_Exercise aim_
The data below is to be repeated in full, exactly as shown.

----- Data to use -----

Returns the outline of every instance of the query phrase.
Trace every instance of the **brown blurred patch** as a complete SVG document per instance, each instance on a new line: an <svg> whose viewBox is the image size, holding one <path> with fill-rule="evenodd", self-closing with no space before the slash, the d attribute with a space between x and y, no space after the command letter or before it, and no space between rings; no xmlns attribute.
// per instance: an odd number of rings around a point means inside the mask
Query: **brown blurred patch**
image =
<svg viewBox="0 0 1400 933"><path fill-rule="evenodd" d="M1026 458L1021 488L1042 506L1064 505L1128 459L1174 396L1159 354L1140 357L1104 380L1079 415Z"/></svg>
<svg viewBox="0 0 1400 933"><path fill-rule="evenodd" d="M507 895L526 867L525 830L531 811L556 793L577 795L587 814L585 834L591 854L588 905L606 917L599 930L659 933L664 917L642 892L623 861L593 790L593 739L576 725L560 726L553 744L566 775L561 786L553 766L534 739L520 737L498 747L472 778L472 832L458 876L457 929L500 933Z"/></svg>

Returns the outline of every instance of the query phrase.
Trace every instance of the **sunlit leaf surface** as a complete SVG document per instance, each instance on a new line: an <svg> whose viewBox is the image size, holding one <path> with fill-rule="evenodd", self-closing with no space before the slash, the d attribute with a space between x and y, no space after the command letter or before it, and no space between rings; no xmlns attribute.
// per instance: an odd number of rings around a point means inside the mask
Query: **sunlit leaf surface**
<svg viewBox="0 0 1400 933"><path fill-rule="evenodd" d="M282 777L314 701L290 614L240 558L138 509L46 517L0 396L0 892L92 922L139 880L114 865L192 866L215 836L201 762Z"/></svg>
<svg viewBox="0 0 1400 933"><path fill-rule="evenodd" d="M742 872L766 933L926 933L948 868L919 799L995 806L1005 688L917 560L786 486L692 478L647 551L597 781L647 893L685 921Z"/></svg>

-----

_Final answer_
Returns the outline of every instance of the query phrase.
Trace every instance of the **brown blurred patch** as a complete SVG document per instance, each instance on a new line: an <svg> whose viewBox is the image size, holding one <path> with fill-rule="evenodd", self-closing with no space before the slash, the d attribute with a space between x and y, no space after the command letter or before it, and no space between rings; no xmlns attribute.
// per instance: an odd number of rings around a point means inside the mask
Query: **brown blurred patch**
image =
<svg viewBox="0 0 1400 933"><path fill-rule="evenodd" d="M1026 458L1021 488L1042 506L1064 505L1128 459L1174 396L1159 354L1140 357L1104 380L1079 415Z"/></svg>
<svg viewBox="0 0 1400 933"><path fill-rule="evenodd" d="M507 895L526 867L525 830L531 811L556 793L577 795L587 814L585 834L591 854L588 905L606 917L599 930L659 933L664 917L642 892L623 861L593 790L593 739L576 725L560 726L553 744L566 775L561 786L553 766L534 739L520 737L498 747L472 778L472 832L458 876L457 929L500 933Z"/></svg>

Returns the outline of every instance of the query phrase.
Trace every instance of the **sunlit leaf surface** as a complete SVG document per instance, each instance on a new line: an <svg> whose viewBox is the image size, holding one <path> with fill-rule="evenodd", self-closing with no space before the slash, the d attribute with a space between x and y, no space after the command letter or before it, and no space between rings; no xmlns attribute.
// per instance: an odd number of rings around a point means inside the mask
Query: **sunlit leaf surface**
<svg viewBox="0 0 1400 933"><path fill-rule="evenodd" d="M282 777L314 701L290 614L240 558L138 509L46 517L0 396L0 892L92 922L139 880L114 865L192 866L215 836L201 762Z"/></svg>
<svg viewBox="0 0 1400 933"><path fill-rule="evenodd" d="M742 872L766 933L926 933L948 868L919 799L995 806L1005 688L917 560L786 486L692 478L647 551L597 781L647 893L685 921Z"/></svg>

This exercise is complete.